***** READING TEXT *****
NGLs – We extract substantially all of our NGLs through our gas processing plants, which facilitate access to third-party delivery points near the Elk Hills field. We currently have pipeline capacity contracts to transport 20,000 barrels per day of NGLs to market. We sell virtually all of our NGLs using index-based pricing. Our NGLs are generally sold pursuant to one-year contracts that are renewed annually. Approximately 60% of our NGLs are sold to export markets.

Electricity – Part of the electrical output of the Elk Hills power plant operated by one of our subsidiaries is used by Elk Hills and other nearby fields, which reduces operating costs and increases reliability. We sell the excess electricity generated to the grid and a local utility. The power sold to the utility is subject to an agreement expiring at the end of 2020, which includes a minimum capacity payment.
***** DATASET EXCERPTS *****
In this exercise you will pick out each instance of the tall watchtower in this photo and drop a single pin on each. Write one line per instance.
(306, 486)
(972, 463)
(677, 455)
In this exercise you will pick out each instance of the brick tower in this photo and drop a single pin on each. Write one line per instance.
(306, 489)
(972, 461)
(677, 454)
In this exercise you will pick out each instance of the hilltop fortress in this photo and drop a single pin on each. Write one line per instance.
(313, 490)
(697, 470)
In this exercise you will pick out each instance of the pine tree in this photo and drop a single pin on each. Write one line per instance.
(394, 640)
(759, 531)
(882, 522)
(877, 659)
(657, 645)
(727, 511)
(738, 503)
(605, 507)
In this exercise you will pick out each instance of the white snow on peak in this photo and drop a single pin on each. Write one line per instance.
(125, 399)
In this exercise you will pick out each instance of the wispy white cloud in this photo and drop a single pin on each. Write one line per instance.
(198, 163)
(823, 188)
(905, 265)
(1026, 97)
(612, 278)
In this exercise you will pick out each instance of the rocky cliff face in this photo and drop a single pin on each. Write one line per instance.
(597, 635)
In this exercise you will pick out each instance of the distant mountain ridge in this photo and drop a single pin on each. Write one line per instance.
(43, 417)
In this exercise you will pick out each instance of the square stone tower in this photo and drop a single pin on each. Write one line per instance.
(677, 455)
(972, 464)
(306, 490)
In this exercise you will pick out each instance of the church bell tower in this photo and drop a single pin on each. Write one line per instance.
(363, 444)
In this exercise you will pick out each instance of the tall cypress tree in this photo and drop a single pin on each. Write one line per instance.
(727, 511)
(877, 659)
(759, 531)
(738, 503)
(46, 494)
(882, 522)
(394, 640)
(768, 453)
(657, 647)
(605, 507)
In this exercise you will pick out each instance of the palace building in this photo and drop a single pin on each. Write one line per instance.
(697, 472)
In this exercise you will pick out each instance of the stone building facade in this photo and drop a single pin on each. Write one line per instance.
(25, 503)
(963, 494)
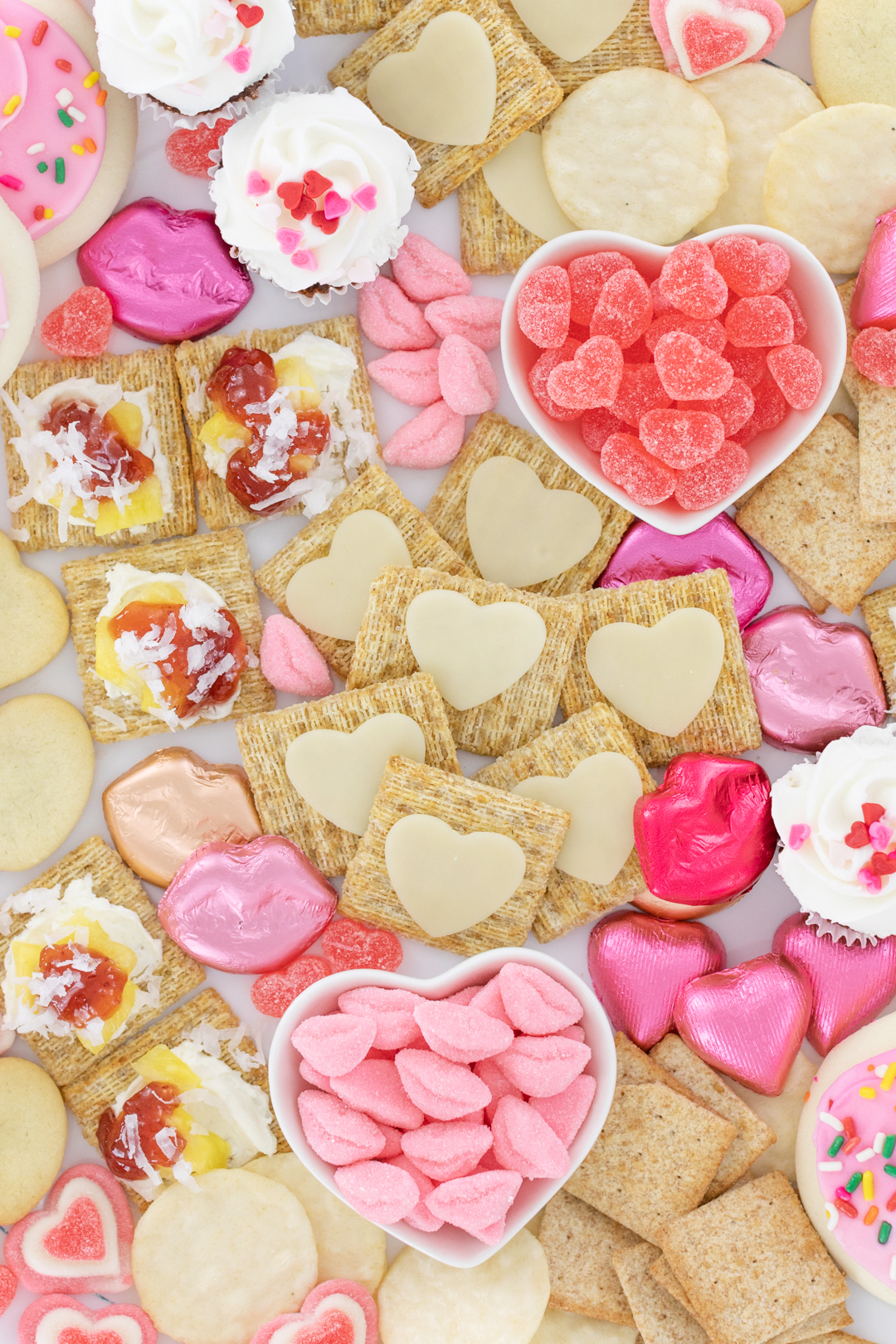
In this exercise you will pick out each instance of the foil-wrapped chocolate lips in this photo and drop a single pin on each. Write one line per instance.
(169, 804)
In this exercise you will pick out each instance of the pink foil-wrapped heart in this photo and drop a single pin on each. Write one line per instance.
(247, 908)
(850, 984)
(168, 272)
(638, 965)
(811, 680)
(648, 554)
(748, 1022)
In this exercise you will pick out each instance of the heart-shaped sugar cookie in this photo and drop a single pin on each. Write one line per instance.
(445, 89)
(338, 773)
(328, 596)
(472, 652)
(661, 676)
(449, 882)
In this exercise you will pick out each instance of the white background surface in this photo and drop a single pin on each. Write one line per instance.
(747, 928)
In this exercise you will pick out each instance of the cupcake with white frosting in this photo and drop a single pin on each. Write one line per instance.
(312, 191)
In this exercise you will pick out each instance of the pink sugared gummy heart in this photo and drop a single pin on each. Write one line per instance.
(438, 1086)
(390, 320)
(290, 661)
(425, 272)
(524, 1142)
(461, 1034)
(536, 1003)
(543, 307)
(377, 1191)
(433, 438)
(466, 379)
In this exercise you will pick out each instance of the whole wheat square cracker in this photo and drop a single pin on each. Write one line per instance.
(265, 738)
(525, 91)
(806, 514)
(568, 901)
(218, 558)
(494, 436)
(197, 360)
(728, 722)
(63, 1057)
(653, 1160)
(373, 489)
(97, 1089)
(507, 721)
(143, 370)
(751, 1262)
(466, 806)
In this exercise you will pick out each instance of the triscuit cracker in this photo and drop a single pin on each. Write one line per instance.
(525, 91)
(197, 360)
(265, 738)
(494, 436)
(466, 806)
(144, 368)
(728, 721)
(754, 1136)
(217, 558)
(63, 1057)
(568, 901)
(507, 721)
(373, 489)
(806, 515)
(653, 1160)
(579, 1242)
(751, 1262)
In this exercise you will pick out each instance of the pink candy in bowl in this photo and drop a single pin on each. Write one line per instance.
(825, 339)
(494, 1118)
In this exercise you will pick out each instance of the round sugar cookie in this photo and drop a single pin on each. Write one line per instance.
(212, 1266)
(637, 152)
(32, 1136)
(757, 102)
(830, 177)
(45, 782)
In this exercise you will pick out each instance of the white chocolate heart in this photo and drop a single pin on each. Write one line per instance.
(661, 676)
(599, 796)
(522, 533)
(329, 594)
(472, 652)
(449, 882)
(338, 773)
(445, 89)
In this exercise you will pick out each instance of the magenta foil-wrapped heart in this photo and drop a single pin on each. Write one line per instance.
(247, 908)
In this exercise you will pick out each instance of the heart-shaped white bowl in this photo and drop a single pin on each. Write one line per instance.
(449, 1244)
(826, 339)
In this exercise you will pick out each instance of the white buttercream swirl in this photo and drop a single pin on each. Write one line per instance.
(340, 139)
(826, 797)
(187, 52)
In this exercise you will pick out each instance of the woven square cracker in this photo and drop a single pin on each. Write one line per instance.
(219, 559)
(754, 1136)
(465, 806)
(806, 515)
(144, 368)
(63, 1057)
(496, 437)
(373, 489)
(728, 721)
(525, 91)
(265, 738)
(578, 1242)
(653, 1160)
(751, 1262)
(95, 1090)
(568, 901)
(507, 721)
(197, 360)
*****
***** DATASET EXCERPTS *****
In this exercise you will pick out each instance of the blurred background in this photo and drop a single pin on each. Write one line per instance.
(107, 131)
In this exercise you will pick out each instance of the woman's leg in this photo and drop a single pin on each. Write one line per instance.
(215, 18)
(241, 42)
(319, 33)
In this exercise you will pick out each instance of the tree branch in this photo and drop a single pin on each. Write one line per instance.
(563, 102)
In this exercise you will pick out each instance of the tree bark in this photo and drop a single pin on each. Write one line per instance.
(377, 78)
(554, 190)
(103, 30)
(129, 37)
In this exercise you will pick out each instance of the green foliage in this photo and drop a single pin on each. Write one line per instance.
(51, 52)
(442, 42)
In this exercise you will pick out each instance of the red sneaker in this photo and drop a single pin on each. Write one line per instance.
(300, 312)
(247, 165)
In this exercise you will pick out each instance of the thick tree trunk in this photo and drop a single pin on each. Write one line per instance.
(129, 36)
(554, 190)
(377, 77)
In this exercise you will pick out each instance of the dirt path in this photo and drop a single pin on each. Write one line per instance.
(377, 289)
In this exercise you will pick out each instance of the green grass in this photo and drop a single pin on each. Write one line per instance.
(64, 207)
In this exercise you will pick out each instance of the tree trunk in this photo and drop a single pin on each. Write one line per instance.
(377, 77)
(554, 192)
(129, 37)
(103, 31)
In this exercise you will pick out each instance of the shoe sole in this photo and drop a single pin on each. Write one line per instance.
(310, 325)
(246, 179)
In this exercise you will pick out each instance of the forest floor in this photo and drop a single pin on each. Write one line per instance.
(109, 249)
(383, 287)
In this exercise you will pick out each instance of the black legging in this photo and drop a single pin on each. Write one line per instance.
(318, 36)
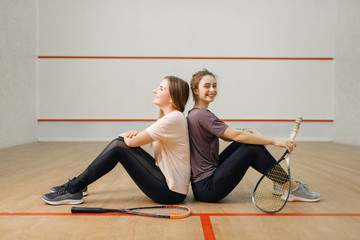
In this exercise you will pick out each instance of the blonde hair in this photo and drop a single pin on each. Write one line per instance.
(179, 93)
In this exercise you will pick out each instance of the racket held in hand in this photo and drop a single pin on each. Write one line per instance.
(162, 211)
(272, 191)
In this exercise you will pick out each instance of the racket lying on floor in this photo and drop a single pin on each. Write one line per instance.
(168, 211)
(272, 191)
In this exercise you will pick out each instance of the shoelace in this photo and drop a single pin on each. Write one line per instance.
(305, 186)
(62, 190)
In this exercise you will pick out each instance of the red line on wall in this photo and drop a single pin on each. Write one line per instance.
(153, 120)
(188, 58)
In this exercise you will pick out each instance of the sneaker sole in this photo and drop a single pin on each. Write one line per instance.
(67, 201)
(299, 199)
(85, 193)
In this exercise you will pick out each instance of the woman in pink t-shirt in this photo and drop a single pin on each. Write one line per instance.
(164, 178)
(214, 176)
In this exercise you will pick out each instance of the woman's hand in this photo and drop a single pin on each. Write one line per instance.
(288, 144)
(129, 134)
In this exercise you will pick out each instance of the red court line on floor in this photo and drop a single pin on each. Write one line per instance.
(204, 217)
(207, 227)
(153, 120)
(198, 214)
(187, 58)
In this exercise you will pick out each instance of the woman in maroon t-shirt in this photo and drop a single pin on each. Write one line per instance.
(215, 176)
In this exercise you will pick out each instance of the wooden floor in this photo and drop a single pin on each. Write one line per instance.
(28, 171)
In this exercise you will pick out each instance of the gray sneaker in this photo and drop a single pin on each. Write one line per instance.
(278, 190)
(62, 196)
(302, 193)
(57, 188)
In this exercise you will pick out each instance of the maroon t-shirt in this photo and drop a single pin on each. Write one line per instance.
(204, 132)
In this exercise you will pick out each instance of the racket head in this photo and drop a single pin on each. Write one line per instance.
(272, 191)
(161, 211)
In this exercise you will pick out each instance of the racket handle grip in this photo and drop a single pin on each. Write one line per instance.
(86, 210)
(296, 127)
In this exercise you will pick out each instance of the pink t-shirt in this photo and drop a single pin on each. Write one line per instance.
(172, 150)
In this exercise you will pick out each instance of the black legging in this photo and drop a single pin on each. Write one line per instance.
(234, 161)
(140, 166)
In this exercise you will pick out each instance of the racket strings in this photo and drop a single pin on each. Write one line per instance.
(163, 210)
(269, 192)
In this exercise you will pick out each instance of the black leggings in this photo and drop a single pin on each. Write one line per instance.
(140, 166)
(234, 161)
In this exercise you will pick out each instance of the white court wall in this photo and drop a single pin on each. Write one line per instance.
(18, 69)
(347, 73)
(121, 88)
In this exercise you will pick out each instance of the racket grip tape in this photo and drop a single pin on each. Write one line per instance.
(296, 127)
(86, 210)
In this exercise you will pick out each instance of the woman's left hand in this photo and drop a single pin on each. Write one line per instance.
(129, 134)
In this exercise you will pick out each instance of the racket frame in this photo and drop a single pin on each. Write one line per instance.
*****
*GOAL 1*. Summarize the passage on NGL and electricity sales in two sentences.
*GOAL 2*. Continue the passage on NGL and electricity sales, picking up after its final sentence.
You can do without the entries.

*TASK ANSWER 1*. The company extracts substantially all of its NGLs through its gas processing plants, sells virtually all of them using index-based pricing under contracts that are generally one-year and renewed annually, and sends approximately 60% to export markets. Part of the Elk Hills power plant's electrical output is used by Elk Hills and other nearby fields, and the excess is sold to the grid and a local utility, with the utility sales subject to an agreement expiring at the end of 2020.

*TASK ANSWER 2*.
Delivery Commitments

We have short-term commitments to certain refineries and other buyers to deliver oil, natural gas and NGLs. As of December 31, 2018, we had oil and NGL delivery commitments of 41 and 19 MBbl/d through March 2019, respectively, and natural gas commitments of 35 MMcf/d through the end of 2019. We have significantly more production capacity than the amounts committed for oil and natural gas. For NGL commitments, we have agreements to cash settle any shortfall between the committed quantities and our production. Further, we have the ability to secure additional volumes of all products if necessary. None of the commitments are expected to have a material impact on our financial statements. These are index-based contracts with prices set at the time of delivery.

Hedging

We maintain a commodity hedging program primarily focused on crude oil to help protect our cash flows, margins and capital program from the volatility of commodity prices and to improve our ability to comply with the covenants under our credit facilities. We will continue to be strategic and opportunistic in implementing our hedging program. Unless otherwise indicated, we use the term "hedge" to describe derivative instruments that are designed to achieve our hedging program goals, even though they are not accounted for as cash-flow or fair-value hedges. For more on our current derivative contracts, see Item 7 – Management's Discussion and Analysis of Financial Condition and Results of Operations – Liquidity and Capital Resources.

Our Principal Customers

We sell crude oil, natural gas and NGLs to marketers, California refineries and other purchasers that have access to transportation and storage facilities. Our ability to sell our products can be affected by factors that are beyond our control, and which cannot be accurately predicted.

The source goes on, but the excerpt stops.